Aim of the task
Copy out the lines below, starting with the line containing "tag=groom's dark hair" and ending with the line containing "[162,170,178,197]". Include both of those lines and reproduce every line without any change.

[START Extracted entries]

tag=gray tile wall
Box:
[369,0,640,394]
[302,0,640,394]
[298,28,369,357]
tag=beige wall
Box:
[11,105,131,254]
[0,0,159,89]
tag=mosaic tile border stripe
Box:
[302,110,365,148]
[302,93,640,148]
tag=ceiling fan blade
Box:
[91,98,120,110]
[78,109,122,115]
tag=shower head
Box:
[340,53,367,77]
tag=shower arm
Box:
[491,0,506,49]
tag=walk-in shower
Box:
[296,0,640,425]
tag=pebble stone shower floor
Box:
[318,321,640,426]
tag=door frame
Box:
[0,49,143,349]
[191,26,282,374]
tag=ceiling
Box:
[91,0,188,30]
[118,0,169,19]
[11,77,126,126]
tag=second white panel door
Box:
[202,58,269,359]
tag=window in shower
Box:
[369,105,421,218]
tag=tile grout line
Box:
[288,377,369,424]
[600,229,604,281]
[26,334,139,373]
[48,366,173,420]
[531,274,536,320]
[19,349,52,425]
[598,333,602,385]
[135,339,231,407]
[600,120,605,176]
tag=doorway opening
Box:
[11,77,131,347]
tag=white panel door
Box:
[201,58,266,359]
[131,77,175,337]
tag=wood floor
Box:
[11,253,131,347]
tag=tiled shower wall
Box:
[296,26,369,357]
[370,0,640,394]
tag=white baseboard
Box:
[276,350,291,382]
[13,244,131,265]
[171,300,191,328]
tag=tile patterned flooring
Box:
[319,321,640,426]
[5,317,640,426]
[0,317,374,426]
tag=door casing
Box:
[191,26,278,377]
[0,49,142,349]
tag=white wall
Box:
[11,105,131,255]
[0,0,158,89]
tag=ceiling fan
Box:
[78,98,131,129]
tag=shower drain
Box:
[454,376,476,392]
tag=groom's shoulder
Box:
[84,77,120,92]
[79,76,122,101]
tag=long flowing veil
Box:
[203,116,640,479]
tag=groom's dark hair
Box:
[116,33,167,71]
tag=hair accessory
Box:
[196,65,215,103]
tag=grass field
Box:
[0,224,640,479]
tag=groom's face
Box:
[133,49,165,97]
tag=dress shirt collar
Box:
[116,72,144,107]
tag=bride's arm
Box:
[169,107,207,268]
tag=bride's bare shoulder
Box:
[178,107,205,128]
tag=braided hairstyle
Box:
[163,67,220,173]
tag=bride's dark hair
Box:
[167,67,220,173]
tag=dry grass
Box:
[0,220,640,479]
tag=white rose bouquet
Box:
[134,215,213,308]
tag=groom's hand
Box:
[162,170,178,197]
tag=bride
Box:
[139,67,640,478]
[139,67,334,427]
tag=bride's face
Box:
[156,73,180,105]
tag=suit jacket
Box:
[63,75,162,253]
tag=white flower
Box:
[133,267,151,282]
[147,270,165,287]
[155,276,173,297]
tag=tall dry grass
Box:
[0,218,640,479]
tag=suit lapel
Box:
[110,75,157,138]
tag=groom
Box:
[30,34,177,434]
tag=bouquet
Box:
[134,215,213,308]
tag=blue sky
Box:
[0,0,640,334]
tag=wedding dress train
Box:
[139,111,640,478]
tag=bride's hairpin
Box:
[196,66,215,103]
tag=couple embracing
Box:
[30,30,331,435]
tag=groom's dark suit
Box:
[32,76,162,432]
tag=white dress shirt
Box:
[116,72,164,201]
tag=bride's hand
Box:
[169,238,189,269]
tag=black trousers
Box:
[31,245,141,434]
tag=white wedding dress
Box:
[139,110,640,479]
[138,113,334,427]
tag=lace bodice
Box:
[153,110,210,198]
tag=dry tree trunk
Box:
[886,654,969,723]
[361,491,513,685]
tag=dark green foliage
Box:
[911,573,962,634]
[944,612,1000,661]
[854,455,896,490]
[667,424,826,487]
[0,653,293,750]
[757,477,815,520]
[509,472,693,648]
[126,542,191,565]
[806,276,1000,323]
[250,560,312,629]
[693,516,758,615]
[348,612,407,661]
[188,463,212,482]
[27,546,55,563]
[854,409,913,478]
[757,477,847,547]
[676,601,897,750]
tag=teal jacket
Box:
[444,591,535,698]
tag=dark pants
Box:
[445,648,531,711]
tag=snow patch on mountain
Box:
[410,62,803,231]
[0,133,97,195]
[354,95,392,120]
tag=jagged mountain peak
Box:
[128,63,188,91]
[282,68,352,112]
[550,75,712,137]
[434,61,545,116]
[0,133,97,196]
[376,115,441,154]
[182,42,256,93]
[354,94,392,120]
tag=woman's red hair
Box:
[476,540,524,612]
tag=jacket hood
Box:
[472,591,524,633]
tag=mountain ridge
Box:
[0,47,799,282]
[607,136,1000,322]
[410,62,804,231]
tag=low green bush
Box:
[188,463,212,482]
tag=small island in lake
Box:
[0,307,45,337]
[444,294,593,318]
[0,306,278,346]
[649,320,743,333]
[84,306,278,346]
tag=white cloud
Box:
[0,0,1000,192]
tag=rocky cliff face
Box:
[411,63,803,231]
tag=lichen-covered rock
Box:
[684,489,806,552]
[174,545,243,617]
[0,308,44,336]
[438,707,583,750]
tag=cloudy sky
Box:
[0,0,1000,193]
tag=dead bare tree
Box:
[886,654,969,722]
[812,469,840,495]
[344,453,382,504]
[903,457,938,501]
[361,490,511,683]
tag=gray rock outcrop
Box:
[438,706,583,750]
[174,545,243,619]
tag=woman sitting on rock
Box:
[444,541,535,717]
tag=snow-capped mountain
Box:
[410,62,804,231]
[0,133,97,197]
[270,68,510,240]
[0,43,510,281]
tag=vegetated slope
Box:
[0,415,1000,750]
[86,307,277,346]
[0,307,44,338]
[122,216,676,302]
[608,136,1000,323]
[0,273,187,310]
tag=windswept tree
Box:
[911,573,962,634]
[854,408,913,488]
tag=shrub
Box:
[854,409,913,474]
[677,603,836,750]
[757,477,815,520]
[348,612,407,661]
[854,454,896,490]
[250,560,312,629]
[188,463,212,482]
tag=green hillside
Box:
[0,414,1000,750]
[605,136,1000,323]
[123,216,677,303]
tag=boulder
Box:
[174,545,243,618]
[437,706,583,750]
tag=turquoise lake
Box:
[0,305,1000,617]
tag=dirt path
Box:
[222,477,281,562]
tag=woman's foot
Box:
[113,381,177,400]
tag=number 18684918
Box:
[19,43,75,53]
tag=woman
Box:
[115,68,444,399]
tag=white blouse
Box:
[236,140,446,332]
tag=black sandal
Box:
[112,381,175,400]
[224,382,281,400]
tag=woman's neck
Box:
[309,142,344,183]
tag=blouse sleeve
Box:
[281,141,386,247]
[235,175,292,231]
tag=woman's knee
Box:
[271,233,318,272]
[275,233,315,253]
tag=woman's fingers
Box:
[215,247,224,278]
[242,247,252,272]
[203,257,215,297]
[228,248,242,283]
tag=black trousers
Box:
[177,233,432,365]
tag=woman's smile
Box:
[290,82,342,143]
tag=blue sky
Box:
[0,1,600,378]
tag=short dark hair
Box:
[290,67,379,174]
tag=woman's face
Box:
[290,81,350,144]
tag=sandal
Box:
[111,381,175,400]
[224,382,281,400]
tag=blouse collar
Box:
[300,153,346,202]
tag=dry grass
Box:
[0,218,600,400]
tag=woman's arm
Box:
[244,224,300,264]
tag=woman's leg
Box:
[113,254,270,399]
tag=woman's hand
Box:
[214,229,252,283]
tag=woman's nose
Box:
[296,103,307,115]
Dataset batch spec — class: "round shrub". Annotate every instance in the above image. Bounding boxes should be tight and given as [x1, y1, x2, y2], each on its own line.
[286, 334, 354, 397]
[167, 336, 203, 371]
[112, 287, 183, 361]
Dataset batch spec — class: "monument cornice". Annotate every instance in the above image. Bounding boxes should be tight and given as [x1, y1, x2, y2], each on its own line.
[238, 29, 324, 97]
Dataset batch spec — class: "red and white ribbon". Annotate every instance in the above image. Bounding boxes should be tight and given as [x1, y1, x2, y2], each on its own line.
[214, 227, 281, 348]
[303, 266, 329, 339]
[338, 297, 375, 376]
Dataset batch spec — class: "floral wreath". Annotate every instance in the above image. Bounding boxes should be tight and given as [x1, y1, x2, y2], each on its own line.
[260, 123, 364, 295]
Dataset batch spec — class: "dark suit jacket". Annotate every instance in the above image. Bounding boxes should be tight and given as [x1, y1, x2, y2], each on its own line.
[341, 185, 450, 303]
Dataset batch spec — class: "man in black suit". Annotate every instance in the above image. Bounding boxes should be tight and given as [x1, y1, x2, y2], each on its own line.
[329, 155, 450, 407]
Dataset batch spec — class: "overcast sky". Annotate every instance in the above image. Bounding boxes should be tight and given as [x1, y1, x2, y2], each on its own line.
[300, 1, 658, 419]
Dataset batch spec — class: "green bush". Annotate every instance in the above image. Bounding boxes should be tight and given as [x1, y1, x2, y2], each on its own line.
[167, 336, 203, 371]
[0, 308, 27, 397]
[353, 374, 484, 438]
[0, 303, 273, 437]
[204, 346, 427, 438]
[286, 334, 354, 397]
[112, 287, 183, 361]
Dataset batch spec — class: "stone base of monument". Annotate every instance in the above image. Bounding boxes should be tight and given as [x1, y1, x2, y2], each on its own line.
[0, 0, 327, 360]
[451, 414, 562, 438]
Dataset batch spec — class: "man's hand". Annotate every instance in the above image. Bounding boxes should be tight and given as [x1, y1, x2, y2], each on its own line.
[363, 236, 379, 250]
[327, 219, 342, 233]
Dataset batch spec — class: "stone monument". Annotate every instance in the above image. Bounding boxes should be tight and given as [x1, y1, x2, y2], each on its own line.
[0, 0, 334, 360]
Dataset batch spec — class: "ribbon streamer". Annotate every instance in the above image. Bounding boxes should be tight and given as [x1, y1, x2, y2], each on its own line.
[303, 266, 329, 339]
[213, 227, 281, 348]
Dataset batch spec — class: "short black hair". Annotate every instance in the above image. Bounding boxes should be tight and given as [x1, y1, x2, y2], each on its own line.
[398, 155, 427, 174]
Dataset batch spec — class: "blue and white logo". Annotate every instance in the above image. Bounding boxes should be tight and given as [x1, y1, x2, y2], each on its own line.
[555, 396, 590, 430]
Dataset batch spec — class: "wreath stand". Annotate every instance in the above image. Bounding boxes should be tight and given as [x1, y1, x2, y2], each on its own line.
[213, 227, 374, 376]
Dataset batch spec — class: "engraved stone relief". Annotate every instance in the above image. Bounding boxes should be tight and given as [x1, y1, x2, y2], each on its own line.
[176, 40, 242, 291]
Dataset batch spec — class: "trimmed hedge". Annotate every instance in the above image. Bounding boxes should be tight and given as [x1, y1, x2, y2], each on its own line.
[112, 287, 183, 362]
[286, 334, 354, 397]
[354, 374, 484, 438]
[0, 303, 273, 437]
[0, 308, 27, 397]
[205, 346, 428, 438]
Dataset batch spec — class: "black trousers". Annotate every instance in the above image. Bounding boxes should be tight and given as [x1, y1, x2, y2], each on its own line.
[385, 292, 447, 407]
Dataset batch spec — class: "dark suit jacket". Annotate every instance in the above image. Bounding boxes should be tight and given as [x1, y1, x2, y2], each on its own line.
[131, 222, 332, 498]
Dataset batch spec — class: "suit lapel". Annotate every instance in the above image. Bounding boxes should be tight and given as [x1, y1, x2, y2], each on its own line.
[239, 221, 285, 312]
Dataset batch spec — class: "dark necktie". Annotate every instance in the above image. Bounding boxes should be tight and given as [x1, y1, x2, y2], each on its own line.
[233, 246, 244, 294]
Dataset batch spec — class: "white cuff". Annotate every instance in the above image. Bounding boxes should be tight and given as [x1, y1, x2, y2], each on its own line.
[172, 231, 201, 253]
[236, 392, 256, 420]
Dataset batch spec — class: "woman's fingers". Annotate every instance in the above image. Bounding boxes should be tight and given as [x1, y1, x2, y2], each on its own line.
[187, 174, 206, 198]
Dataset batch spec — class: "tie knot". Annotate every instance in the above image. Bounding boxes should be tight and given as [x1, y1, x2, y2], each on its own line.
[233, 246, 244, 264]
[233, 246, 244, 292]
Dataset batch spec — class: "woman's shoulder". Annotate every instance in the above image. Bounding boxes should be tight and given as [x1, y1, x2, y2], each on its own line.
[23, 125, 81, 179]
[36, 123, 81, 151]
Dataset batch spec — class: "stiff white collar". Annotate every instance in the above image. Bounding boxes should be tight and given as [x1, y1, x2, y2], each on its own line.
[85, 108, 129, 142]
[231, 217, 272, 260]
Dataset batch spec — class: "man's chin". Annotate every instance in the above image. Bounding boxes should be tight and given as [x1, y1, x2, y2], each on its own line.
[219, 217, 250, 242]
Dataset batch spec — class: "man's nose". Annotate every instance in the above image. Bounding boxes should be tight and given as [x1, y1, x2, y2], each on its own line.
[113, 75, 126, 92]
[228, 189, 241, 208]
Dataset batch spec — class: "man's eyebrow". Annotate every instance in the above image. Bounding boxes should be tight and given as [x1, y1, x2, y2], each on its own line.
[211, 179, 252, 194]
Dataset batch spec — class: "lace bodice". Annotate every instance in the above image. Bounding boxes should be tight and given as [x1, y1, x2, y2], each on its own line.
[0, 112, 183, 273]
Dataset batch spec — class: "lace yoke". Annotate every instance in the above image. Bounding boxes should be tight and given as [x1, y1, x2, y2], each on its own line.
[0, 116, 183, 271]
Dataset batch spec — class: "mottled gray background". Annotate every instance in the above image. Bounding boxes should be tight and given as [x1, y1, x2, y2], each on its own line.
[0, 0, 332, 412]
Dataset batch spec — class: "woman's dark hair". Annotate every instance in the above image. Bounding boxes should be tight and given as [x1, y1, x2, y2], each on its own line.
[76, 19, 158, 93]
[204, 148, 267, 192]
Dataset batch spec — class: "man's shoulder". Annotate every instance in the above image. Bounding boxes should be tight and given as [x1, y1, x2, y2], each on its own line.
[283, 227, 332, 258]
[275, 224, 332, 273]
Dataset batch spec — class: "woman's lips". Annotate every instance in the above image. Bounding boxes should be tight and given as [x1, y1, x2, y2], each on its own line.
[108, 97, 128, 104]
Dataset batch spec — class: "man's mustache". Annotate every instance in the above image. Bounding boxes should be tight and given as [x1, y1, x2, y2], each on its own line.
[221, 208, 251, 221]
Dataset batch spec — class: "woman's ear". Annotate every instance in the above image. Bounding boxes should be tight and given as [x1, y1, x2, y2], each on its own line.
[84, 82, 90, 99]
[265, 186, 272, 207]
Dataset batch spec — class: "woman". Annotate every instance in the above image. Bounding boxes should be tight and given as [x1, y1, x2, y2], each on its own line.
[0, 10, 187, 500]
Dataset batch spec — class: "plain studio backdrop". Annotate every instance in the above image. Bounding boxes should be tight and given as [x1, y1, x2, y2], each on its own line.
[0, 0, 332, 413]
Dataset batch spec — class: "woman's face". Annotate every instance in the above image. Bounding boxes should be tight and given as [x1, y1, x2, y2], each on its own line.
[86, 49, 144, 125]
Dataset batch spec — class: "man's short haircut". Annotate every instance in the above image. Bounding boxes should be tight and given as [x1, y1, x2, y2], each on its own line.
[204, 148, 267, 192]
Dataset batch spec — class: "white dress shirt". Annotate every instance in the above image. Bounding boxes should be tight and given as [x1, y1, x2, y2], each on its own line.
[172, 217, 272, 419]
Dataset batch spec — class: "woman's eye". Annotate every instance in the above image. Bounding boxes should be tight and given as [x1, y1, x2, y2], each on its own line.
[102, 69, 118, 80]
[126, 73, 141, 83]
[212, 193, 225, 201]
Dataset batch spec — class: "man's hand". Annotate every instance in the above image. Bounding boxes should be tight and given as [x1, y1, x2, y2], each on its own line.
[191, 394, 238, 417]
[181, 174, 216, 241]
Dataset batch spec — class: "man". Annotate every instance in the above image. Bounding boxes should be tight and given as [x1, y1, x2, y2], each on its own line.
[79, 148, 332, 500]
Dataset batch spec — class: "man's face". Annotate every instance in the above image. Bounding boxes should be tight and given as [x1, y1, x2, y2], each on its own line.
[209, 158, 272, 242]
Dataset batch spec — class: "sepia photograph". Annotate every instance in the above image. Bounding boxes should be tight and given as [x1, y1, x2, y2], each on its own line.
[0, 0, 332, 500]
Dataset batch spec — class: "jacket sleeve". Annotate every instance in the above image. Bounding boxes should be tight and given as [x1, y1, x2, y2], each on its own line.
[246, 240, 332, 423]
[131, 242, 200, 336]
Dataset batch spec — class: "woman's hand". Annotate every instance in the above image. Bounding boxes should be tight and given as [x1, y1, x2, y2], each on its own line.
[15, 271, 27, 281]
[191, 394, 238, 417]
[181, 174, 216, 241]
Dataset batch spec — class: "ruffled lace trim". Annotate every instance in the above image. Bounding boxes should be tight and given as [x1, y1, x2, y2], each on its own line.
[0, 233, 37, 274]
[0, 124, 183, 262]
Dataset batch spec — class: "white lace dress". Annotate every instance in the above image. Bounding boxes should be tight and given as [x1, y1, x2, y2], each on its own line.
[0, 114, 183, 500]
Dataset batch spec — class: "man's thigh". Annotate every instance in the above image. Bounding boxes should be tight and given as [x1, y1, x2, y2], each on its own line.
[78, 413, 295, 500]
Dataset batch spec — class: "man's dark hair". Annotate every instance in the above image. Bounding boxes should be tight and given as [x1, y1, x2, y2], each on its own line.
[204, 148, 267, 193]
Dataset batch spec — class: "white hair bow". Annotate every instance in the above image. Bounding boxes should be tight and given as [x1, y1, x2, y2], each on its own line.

[END Extracted entries]

Task response
tag=groom's dark hair
Box:
[116,33,167,71]
tag=hair accessory
Box:
[196,65,215,103]
tag=grass field
Box:
[0,224,640,479]
tag=groom's face
Box:
[133,49,165,97]
tag=dress shirt collar
Box:
[116,72,144,107]
tag=bride's arm
Box:
[169,107,207,268]
tag=bride's bare shoulder
Box:
[178,107,205,128]
tag=braided hairstyle
Box:
[163,67,220,173]
tag=bride's dark hair
Box:
[167,67,220,173]
tag=dry grass
Box:
[0,220,640,479]
tag=white rose bouquet
Box:
[134,215,213,308]
tag=groom's hand
Box:
[162,170,178,197]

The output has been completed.